**PASSAGE TO READ**
As the legislature prepares to open its 2009 session on Wednesday, business executives don't have a similarly galvanizing issue to rally around. Rather, they are addressing a mish-mash of concerns, from reining in spending to boosting the state's biotechnology industry.
While it's unlikely that a computer sales tax or something similar will come up this session, that doesn't mean business executives such as John Eckenrode are not monitoring the legislature. The state's budget shortfall for fiscal 2010 could reach $2 billion, making executives wonder if tax hikes will be proposed.
"Unlikely does not mean it won't happen," said Eckenrode, president of Baltimore high-tech company CPSI and co-founder with Thomas Loveland of the Maryland Computer Services Association. The group formed about a year ago to lobby for tech concerns and was a key player in the campaign that resulted in the repeal of the computer tax.
"In the unlikely event that a computer sales tax gets proposed, we'll be there in a hurry, unlike the 2007 special session, where we just plain weren't there," Eckenrode said.
The tech organization plans to share with legislators data from a report by the Economic Alliance of Greater Baltimore released in November that showed that the Baltimore-Washington region, which includes Northern Virginia, ranked second only to New York in information technology employment with 270,000 workers. Of those, about 100,000 are in Maryland.
From 2003 to 2007, Maryland companies attracted more venture capital than those in Virginia, $2.8 billion versus $2.2 billion, according to the report. Nationally, the region ranked seventh.

**Image point annotation entries**

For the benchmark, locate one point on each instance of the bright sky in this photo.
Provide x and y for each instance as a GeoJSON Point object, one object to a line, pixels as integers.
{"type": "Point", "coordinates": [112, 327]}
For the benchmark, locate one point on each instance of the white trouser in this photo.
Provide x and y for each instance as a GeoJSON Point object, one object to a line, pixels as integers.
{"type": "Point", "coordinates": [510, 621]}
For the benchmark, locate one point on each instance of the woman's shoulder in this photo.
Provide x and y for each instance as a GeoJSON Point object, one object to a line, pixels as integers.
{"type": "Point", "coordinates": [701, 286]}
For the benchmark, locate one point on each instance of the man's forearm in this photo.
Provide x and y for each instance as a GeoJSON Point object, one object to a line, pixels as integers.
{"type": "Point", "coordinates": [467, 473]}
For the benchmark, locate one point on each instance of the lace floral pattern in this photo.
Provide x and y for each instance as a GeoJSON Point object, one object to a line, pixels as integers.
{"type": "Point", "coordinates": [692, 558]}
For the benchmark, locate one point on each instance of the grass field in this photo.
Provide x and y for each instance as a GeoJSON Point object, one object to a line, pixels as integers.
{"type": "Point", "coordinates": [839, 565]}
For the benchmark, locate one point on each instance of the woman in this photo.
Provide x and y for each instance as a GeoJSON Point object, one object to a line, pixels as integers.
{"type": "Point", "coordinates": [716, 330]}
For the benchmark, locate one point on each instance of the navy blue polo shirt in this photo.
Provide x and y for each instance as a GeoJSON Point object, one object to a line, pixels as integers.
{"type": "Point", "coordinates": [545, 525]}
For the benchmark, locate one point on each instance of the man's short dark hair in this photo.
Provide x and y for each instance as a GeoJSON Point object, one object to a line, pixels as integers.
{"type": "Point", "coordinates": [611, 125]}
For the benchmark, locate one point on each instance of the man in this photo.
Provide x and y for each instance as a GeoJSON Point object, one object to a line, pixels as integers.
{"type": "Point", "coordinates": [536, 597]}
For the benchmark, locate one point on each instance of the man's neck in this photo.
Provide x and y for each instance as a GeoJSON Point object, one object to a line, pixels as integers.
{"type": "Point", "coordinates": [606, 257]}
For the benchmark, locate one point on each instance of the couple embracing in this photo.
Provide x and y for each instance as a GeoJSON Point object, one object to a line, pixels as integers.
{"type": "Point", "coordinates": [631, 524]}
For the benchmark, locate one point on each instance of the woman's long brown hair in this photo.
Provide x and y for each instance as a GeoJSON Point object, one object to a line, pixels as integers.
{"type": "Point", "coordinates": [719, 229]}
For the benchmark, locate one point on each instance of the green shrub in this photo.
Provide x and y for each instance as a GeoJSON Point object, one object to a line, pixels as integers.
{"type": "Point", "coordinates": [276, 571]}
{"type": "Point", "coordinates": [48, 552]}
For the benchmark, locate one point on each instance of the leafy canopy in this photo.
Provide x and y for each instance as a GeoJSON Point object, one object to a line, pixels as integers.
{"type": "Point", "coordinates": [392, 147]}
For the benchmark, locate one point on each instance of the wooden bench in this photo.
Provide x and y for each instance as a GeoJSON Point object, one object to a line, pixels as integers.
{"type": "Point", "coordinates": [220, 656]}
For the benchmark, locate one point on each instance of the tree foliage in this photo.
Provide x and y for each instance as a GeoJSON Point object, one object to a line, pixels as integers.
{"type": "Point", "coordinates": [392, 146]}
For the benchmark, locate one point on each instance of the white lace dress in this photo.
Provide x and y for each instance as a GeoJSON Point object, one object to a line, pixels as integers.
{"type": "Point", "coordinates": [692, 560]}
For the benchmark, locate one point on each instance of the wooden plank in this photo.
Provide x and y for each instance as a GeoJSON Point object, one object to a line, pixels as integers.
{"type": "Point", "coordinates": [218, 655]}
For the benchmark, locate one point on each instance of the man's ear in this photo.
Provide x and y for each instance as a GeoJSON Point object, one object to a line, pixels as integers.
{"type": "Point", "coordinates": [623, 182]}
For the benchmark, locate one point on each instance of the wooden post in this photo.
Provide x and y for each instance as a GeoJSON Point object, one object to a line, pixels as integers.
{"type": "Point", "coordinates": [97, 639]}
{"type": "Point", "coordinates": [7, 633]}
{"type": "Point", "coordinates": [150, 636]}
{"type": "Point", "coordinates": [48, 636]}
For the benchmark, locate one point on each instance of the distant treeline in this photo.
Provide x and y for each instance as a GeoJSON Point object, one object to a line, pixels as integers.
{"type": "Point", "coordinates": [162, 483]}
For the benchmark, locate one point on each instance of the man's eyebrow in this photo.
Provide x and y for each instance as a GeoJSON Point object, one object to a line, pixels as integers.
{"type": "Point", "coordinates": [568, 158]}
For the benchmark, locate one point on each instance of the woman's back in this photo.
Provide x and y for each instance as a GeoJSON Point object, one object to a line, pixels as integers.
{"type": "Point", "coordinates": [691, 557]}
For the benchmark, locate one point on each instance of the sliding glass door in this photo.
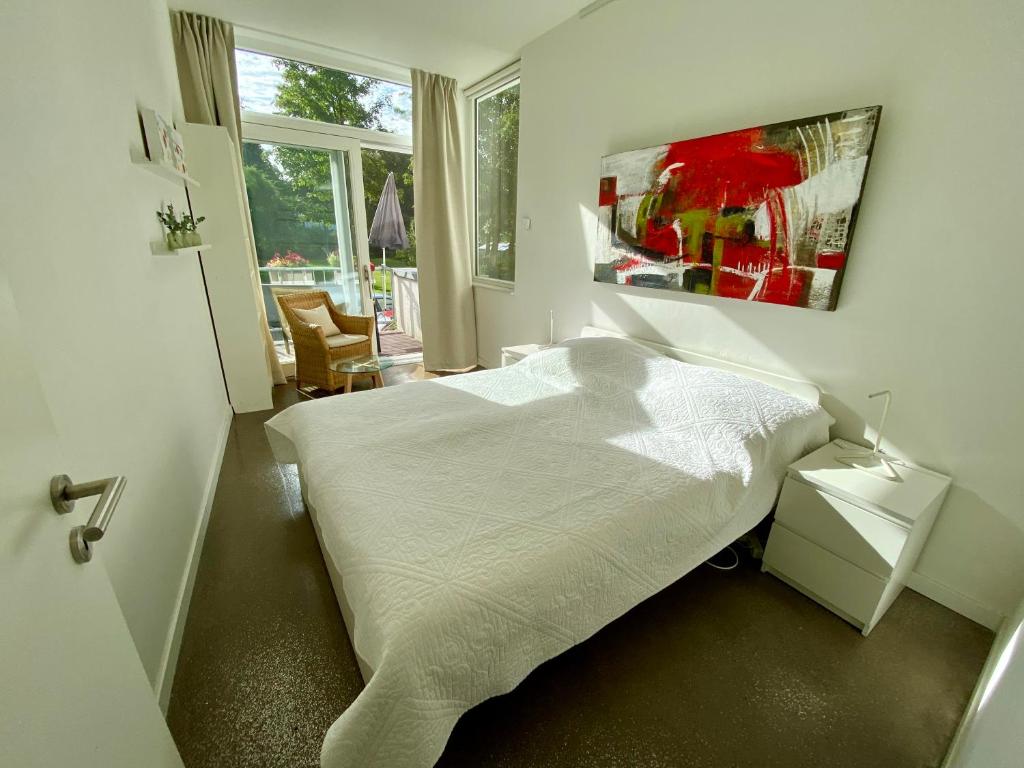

**SET EXERCISE 1**
In the article about Maryland's 2009 legislative session, which place ranked ahead of the Baltimore-Washington region in information technology employment?
**SET EXERCISE 2**
Carry on the article about Maryland business executives and the 2009 legislative session, starting after its final sentence.

**WRITTEN REPLY 1**
New York.

**WRITTEN REPLY 2**
Health insurance a concern
Health insurance has long been a key concern to businesses, and that issue is again high among the 2009 legislative priorities of groups such as the Maryland Chamber of Commerce. A new state program launched last year to help small employers subsidize health insurance costs has been slow to attract participants.
The program is designed for employers with two to nine full-time employees that did not offer health insurance during the previous year and whose workers have an average salary below $50,000. Some have said it is hard to meet those requirements.
Another program, the small group health insurance plan, is hampered by laws that provide "no incentives for cost containment, limit plan design flexibility and require among the highest number of mandated health benefits in the country," Maryland chamber executives said. The plan saw its participation decline by 9 percent from 1999 to 2007 to about 54,000 employers, according to state figures.
The chamber is asking that legislators broaden rating bands in the small group plan to help attract lower risk, younger participants to the pool, and incorporate rating factors to encourage cost containment.
"We must reduce the heavy subsidies that the current rating methodology requires so that we can attract more of the young and healthy to the pool," Ronald Wineholt, Maryland chamber vice president of government affairs, recently testified before a state joint committee on health care delivery and financing.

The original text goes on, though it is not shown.